WORK TASK. Every line of the data should be written out exactly, with the pictures left out.

SUPPLIED ENTRIES.
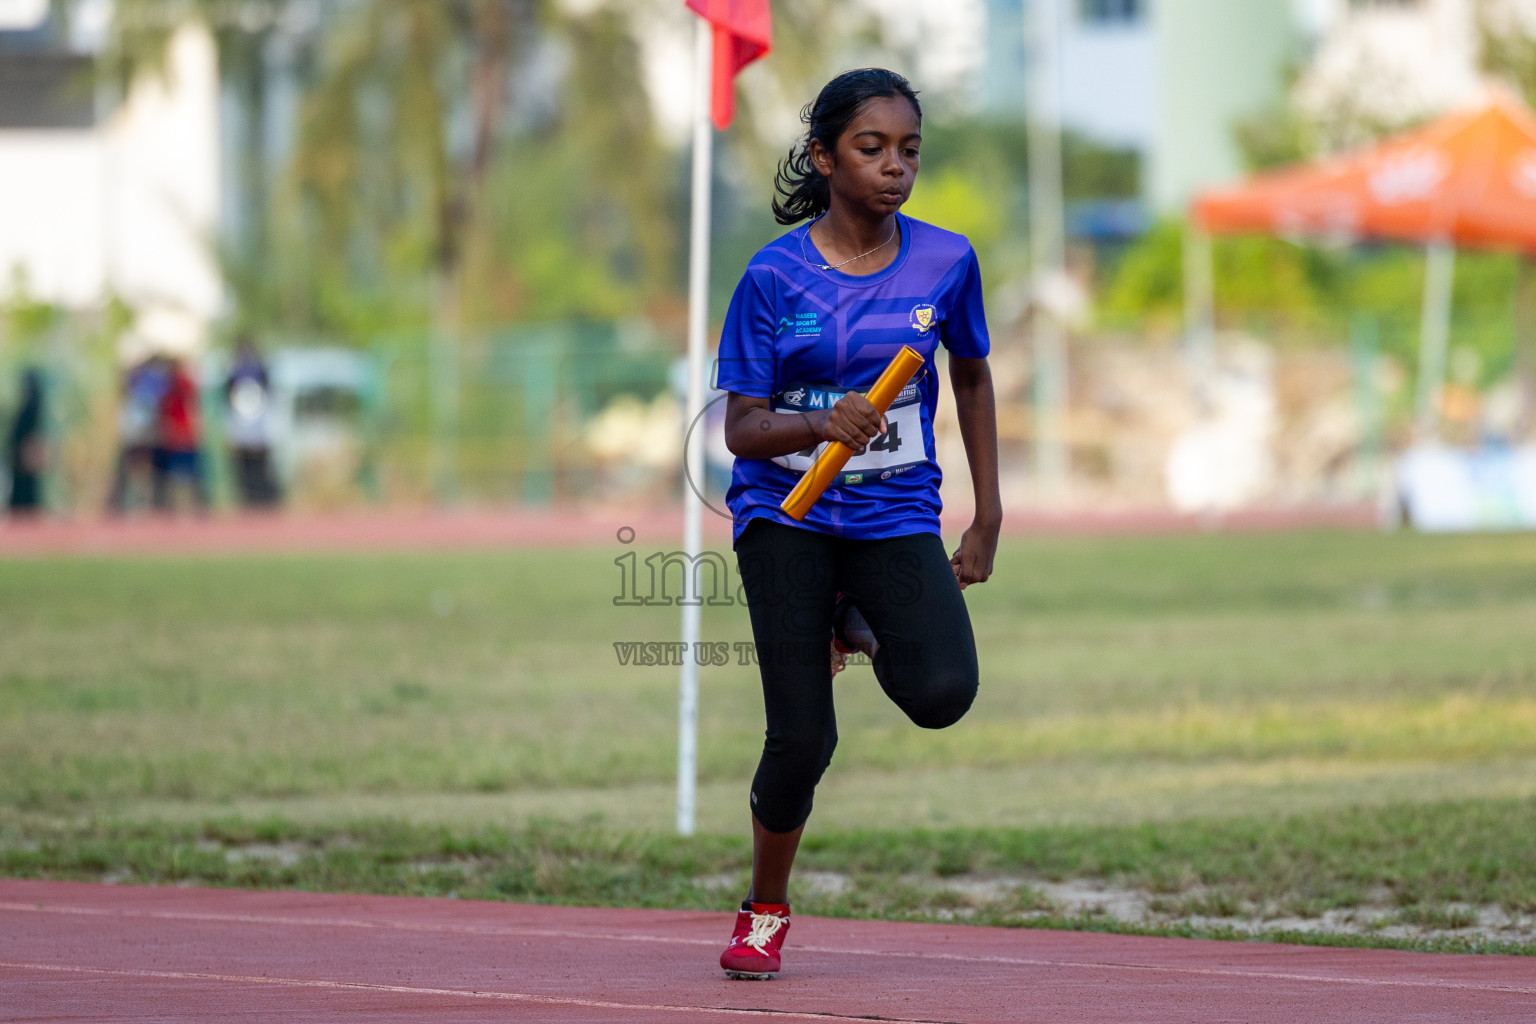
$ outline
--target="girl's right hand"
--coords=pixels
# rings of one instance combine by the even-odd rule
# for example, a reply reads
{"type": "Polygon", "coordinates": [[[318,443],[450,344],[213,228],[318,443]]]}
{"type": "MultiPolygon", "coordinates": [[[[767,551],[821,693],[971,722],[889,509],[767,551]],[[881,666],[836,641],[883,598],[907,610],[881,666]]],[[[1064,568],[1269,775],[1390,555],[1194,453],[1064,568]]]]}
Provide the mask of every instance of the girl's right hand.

TASK OUTPUT.
$ outline
--target="girl's right hand"
--coords=pixels
# rings of one instance combine by the even-odd rule
# for example, a reply reads
{"type": "Polygon", "coordinates": [[[318,443],[450,344],[213,228],[318,443]]]}
{"type": "MultiPolygon", "coordinates": [[[[767,551],[821,693],[971,722],[889,509],[767,551]],[[881,666],[836,641],[883,598],[907,610],[881,666]]],[[[1064,568],[1269,775],[1390,555],[1194,453],[1064,568]]]]}
Provide the mask of every instance of the girl's right hand.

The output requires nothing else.